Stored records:

################

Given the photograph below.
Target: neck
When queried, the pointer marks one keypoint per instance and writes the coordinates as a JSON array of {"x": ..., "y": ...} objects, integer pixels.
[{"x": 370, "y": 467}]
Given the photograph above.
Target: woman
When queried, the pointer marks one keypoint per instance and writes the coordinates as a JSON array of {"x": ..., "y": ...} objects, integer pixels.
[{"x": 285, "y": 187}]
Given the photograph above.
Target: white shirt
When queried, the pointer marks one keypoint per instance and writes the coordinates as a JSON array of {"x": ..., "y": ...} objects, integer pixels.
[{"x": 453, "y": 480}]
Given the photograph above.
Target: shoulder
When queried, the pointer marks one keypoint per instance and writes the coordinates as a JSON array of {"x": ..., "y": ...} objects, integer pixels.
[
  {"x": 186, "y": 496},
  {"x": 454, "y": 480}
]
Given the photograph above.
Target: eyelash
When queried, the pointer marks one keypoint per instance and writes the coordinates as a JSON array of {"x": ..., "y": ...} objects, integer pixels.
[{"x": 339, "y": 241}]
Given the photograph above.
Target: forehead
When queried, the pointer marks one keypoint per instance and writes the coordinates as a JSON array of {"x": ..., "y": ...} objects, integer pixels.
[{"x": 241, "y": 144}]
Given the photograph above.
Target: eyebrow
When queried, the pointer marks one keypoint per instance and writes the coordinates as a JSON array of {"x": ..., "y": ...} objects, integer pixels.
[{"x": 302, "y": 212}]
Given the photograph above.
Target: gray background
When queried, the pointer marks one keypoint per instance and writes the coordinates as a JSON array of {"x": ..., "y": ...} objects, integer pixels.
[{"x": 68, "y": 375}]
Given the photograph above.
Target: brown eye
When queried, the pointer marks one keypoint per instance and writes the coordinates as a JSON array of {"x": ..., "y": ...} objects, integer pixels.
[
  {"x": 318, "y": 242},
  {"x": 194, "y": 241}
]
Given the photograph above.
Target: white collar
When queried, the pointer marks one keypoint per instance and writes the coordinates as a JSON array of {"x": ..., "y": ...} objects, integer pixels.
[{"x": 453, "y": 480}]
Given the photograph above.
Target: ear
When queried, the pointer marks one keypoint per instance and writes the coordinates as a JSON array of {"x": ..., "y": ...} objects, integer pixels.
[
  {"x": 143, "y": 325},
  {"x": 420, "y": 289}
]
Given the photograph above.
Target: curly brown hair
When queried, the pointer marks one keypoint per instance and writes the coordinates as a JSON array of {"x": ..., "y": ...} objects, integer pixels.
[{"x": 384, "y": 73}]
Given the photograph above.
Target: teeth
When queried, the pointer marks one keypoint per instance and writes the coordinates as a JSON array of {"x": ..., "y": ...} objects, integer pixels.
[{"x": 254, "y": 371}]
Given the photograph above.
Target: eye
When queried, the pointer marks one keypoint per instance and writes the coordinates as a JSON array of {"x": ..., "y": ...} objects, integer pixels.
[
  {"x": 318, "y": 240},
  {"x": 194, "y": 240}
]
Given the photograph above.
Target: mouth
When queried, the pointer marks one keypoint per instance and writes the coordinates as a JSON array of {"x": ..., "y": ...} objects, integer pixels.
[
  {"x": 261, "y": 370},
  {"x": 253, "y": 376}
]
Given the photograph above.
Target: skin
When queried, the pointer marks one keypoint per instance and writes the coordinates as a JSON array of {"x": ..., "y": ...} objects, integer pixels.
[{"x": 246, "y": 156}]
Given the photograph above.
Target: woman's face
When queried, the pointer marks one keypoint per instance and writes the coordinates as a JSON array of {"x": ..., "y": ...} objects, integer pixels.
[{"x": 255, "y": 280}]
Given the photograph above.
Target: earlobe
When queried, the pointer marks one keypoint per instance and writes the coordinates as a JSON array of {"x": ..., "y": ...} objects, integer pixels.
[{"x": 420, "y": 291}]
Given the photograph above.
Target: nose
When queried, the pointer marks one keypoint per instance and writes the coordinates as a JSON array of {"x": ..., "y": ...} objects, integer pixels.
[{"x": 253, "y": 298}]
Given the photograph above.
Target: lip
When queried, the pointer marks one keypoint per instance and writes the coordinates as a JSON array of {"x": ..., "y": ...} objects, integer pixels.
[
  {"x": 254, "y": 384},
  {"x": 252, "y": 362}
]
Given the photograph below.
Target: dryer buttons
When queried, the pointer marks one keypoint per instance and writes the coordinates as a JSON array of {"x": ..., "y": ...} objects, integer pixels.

################

◆ **Activity**: Print the records again, exactly as they stand above.

◆ **Response area**:
Given the photograph below.
Target: neck
When queried, the pointer marks one keypoint per instance and writes the coordinates as a JSON array of {"x": ..., "y": ...} objects, integer pixels.
[{"x": 370, "y": 467}]
Given the photograph above.
Target: woman
When queried, the pointer marks one keypoint per instance and writes the coordinates as a JSON array of {"x": ..., "y": ...} objects, integer pixels.
[{"x": 285, "y": 187}]
Given the photograph above.
Target: white shirt
When queried, the pointer marks one keypoint per instance and writes the coordinates as a JSON array of {"x": ..., "y": ...} objects, integer pixels.
[{"x": 453, "y": 480}]
Given the photograph above.
Target: shoulder
When queried, the pointer marks one keypoint per instance and writes the coordinates as a JSON array of {"x": ..., "y": ...} objects, integer pixels.
[
  {"x": 186, "y": 496},
  {"x": 454, "y": 480}
]
Given the photograph above.
Target: eyelash
When queried, the pointer marks one keypoint per instance and writes the coordinates as a JSON array of {"x": ..., "y": ...} objects, integer pixels.
[{"x": 339, "y": 241}]
Given the photograph above.
Target: forehead
When queried, the pointer marks one keypoint per instance and writes the coordinates as a JSON array of {"x": ..., "y": ...} objects, integer pixels.
[{"x": 241, "y": 144}]
Given the photograph above.
Target: eyebrow
When queried, the pointer marks one keypoint per instance and writes the coordinates as a JSON array of {"x": ..., "y": ...} objects, integer pixels.
[{"x": 302, "y": 212}]
Given the photograph above.
Target: gray background
When queried, the pointer marks one keypoint per instance and writes the coordinates as a JSON array of {"x": ..., "y": ...} objects, integer pixels.
[{"x": 68, "y": 375}]
Given the photograph above.
Target: brown eye
When queried, the pointer marks one keypoint per instance and writes the coordinates as a JSON array of {"x": ..., "y": ...} objects, integer pixels.
[
  {"x": 318, "y": 242},
  {"x": 194, "y": 241}
]
Given the photograph above.
Target: white collar
When queried, the pointer marks one keypoint per instance and writes the coordinates as a JSON array of {"x": ..., "y": ...} objects, integer pixels.
[{"x": 453, "y": 480}]
Given the photograph above.
Target: ear
When queried, the pointer marks one keypoint per instance and writes the coordinates as a JSON array of {"x": ..., "y": ...} objects, integer pixels.
[
  {"x": 143, "y": 325},
  {"x": 420, "y": 289}
]
Given the photograph above.
Target: curly brown hair
When queried, the pointer marks one keypoint per instance and writes the coordinates as a JSON array of {"x": ..., "y": ...} objects, integer pixels.
[{"x": 384, "y": 73}]
Given the photograph above.
Target: teeth
When queried, the pointer marks one keypoint per instance and writes the coordinates as a JSON array of {"x": ..., "y": ...} objects, integer pixels.
[{"x": 254, "y": 371}]
Given the photograph above.
Target: eye
When queried, the pointer marks one keypoint per instance and writes the coordinates as a JSON array of {"x": ..., "y": ...} objects, integer pixels.
[
  {"x": 318, "y": 240},
  {"x": 194, "y": 240}
]
Given the photograph above.
Target: mouth
When queried, the pointer marks one keypoint per instance and writes the coordinates as a JSON array of {"x": ..., "y": ...} objects, integer pixels.
[
  {"x": 261, "y": 370},
  {"x": 253, "y": 376}
]
Given the photograph above.
Target: skin
When queried, the pointer marks one keypoint per instance and writes the coordinates as a JSON array of {"x": ..., "y": ...} objects, integer pixels.
[{"x": 246, "y": 156}]
Given the photograph above.
Target: woman's face
When queried, the pointer marks one keypoint per instance and writes the coordinates as a JSON array of {"x": ..., "y": ...} objects, integer pixels.
[{"x": 255, "y": 280}]
Given the photograph above.
Target: earlobe
When queried, the pointer marks one keypoint per instance and writes the coordinates as a JSON array of {"x": ..., "y": ...} objects, integer pixels.
[{"x": 420, "y": 291}]
Given the photograph above.
Target: nose
When queried, the pointer marks one keypoint per instance and writes the coordinates as a JSON array of {"x": ..., "y": ...} objects, integer pixels.
[{"x": 253, "y": 298}]
Given the photograph above.
Target: lip
When queried, the pointer marks one keypoint per instance and writes the coordinates as a JSON array of {"x": ..., "y": ...} objects, integer pixels.
[
  {"x": 254, "y": 384},
  {"x": 252, "y": 362}
]
Given the photograph below.
Target: dryer buttons
When queried, the pointer marks one keypoint per instance and writes the coordinates as a JSON array of {"x": ..., "y": ...} objects, integer pixels.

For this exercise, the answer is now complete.